:: ABOUT THIS TASK ::
Across the entries that follow, how many lines have the word "tourist" in them? Give only the number.

Data records
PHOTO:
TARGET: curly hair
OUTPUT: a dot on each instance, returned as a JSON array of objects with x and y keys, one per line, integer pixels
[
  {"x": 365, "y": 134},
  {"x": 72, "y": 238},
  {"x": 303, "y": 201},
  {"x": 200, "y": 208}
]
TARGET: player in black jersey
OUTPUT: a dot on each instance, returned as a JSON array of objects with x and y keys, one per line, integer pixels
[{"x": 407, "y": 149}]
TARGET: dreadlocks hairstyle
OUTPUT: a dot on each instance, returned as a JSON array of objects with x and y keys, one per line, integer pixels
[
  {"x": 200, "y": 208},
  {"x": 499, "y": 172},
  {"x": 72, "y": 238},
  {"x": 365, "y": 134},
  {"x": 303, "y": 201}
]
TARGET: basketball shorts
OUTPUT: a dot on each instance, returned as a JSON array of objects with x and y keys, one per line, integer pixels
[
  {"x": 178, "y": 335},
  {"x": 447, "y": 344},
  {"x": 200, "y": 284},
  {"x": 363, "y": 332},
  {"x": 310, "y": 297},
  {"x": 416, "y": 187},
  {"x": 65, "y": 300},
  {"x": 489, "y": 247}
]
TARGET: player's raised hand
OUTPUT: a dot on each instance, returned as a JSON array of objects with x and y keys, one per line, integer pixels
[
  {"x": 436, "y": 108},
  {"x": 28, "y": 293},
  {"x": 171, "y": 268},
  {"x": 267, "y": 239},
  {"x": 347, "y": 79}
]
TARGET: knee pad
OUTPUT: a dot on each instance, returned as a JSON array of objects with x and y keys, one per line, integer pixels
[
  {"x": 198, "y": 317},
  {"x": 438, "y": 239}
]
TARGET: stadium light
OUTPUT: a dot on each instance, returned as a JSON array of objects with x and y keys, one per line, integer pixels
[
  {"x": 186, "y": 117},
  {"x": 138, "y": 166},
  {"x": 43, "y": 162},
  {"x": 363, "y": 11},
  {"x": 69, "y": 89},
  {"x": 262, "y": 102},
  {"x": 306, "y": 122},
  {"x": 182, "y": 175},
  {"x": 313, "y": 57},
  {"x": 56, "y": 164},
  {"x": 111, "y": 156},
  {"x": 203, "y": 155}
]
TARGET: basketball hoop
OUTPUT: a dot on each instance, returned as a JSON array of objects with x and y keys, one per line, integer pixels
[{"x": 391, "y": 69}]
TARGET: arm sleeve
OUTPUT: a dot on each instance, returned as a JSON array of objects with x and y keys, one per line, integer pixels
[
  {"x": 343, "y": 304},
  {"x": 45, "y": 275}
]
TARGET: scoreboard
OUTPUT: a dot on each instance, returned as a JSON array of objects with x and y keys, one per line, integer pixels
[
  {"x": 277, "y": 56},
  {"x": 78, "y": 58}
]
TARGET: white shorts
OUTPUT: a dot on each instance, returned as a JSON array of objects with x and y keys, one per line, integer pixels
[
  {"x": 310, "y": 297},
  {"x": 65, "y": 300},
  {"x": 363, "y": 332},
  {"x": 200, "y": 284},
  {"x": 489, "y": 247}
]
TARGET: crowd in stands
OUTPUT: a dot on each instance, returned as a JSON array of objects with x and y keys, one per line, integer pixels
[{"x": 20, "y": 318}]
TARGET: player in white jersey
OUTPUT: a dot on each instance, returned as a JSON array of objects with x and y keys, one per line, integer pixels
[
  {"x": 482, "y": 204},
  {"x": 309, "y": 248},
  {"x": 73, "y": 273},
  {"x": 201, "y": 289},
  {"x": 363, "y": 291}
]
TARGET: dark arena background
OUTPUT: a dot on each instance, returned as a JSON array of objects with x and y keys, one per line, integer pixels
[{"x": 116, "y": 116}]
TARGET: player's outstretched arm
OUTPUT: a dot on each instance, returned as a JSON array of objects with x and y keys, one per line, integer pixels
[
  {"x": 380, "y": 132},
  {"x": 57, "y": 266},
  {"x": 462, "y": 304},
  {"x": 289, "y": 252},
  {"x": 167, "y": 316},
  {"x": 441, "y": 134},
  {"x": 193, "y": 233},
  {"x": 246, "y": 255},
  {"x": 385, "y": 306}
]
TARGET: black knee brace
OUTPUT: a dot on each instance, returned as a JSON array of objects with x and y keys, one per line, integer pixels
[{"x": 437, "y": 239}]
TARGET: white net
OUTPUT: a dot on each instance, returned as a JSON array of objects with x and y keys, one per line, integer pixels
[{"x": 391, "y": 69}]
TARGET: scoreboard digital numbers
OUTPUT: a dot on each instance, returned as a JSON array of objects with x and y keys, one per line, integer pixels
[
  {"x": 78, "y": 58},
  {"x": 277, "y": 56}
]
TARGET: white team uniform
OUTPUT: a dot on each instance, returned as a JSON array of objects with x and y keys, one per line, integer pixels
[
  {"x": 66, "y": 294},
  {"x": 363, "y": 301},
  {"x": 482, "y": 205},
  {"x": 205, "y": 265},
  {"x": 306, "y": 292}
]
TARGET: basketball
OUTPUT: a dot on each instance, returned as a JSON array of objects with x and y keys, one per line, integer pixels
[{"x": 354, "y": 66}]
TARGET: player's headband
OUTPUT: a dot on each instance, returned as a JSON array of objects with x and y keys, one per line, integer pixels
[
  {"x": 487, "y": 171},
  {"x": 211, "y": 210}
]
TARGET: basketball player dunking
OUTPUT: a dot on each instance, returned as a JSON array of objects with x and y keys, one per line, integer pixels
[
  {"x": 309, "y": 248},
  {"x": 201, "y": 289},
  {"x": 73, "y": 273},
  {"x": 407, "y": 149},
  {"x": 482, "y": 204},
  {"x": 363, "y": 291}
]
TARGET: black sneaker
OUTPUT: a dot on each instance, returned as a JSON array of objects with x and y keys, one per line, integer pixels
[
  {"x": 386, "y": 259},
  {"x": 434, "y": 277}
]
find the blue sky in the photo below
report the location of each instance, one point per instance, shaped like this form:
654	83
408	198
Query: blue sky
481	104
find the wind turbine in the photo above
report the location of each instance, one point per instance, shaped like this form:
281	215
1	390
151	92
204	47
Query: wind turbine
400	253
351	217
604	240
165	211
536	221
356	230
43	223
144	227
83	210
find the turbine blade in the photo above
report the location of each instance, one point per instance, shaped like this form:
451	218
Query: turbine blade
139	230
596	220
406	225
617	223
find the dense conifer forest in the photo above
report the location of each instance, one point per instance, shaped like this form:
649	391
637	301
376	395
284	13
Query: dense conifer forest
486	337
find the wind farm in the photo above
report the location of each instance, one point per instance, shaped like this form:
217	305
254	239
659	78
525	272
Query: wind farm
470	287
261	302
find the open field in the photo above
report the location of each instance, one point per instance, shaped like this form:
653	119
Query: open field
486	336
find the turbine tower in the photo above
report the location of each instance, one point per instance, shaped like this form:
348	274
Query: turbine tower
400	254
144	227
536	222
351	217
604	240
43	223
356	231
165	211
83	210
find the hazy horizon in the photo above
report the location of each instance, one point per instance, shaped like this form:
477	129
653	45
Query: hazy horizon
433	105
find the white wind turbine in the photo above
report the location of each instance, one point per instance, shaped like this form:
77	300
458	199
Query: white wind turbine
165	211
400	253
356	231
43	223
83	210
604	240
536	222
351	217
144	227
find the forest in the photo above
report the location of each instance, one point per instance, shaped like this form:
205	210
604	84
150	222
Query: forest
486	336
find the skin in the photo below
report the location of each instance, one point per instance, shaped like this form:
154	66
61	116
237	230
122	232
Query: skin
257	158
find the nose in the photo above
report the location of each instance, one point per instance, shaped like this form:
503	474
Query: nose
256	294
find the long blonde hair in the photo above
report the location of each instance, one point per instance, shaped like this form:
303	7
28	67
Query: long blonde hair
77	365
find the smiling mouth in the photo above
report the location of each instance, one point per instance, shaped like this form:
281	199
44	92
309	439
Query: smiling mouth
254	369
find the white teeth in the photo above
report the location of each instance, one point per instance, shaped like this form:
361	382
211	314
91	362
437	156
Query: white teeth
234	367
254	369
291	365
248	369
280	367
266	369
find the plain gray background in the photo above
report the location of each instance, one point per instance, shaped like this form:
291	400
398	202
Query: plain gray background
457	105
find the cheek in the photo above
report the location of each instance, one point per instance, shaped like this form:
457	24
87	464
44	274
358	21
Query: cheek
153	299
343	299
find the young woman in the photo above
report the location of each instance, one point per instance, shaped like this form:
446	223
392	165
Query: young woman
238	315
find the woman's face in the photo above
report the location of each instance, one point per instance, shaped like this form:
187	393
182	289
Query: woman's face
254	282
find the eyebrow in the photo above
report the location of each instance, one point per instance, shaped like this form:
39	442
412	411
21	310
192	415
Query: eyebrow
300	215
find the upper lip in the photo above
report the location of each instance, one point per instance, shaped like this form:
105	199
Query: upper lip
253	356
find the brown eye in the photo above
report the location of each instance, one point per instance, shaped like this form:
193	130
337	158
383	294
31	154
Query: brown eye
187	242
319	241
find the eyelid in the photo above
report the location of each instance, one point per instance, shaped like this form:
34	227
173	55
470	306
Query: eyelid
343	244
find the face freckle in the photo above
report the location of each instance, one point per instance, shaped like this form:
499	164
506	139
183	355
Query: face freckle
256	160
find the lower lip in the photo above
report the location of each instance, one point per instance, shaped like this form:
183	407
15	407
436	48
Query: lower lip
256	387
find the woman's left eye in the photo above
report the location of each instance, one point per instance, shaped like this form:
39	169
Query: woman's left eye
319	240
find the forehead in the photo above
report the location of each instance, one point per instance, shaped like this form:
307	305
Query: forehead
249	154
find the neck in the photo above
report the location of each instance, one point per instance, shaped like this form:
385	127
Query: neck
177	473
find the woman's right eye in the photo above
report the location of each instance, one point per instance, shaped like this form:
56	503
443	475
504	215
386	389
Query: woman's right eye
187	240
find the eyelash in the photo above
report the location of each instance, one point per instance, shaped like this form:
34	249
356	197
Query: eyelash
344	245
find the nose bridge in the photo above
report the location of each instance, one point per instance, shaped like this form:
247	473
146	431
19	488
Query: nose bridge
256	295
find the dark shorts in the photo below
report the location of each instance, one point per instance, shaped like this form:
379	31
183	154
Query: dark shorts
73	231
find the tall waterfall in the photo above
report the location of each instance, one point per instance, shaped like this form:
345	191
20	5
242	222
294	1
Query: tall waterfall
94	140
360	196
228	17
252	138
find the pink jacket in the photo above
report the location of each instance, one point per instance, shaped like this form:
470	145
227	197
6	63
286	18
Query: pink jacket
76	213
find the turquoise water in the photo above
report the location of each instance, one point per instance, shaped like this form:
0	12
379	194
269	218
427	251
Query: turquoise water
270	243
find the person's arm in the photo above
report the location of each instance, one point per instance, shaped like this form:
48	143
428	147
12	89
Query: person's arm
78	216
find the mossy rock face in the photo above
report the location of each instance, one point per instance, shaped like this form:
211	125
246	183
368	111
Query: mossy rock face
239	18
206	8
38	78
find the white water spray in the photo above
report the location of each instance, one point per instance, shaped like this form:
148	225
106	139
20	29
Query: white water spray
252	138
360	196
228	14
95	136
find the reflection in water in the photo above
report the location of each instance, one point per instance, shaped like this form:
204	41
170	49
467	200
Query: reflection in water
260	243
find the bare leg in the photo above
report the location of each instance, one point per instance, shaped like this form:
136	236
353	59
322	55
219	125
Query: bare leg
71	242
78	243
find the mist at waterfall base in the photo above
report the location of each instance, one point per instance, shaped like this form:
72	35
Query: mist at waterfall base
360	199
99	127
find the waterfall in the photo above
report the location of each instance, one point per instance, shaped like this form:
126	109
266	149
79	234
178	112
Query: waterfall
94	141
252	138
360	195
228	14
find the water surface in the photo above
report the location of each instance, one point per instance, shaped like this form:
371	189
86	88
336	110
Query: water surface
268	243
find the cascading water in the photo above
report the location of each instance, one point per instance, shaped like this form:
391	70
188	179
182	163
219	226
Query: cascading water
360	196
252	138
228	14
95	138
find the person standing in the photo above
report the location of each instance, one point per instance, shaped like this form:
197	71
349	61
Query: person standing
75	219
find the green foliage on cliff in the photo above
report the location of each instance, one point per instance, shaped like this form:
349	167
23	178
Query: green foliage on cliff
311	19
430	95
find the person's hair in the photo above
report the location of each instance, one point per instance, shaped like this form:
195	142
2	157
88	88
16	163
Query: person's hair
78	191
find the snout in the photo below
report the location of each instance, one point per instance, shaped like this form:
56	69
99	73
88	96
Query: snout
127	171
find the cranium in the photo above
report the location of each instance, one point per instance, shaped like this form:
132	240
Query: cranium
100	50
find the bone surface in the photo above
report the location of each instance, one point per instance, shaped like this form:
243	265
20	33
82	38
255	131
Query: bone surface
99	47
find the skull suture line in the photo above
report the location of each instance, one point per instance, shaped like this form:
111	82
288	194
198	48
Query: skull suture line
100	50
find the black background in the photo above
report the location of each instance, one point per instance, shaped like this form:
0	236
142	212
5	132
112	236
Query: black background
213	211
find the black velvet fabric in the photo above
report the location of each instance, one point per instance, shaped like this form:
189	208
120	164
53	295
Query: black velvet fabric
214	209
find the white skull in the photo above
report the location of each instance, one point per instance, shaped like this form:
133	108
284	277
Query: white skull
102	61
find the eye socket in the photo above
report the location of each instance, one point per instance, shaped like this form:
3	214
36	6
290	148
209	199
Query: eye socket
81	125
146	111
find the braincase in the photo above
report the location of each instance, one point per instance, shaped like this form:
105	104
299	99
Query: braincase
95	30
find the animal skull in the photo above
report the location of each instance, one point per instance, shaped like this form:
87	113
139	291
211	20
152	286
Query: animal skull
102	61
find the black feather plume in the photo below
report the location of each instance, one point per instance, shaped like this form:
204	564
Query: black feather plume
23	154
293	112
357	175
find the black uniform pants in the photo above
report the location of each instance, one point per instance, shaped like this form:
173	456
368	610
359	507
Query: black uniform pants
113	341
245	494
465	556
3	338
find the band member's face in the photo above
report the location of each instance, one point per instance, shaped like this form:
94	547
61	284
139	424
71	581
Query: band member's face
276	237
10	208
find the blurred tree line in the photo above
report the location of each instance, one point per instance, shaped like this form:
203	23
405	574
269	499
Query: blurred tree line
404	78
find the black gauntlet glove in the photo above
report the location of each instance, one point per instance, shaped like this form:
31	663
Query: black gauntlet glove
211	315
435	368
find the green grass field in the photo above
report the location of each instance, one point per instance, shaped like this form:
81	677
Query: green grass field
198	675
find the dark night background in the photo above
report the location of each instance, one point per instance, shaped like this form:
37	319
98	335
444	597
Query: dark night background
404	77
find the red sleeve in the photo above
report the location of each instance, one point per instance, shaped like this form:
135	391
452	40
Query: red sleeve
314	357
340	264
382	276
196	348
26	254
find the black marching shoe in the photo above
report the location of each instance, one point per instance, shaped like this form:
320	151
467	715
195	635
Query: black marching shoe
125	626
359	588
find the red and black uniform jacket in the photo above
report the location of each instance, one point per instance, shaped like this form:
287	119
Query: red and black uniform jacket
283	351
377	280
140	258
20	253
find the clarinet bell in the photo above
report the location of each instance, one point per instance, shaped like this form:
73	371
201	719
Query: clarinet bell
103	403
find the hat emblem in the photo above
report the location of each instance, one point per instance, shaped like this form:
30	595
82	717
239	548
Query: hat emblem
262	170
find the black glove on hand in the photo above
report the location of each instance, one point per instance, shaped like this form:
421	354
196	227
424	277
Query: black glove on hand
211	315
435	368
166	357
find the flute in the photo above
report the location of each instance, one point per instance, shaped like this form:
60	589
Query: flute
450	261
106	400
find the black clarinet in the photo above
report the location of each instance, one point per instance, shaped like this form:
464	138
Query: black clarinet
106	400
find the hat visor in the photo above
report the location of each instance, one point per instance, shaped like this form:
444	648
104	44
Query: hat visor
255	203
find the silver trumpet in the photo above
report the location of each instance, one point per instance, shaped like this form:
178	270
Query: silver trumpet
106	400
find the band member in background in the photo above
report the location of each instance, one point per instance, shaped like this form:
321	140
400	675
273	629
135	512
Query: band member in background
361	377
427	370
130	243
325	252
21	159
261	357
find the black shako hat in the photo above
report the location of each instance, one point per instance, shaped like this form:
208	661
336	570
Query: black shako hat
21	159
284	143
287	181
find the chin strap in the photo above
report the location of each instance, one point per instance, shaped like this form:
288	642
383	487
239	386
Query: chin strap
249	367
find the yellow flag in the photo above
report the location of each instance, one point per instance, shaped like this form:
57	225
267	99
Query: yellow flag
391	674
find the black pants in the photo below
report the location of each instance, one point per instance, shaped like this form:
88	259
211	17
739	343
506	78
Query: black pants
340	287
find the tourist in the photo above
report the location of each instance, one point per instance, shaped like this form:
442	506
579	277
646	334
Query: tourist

:: ANSWER BOX ::
2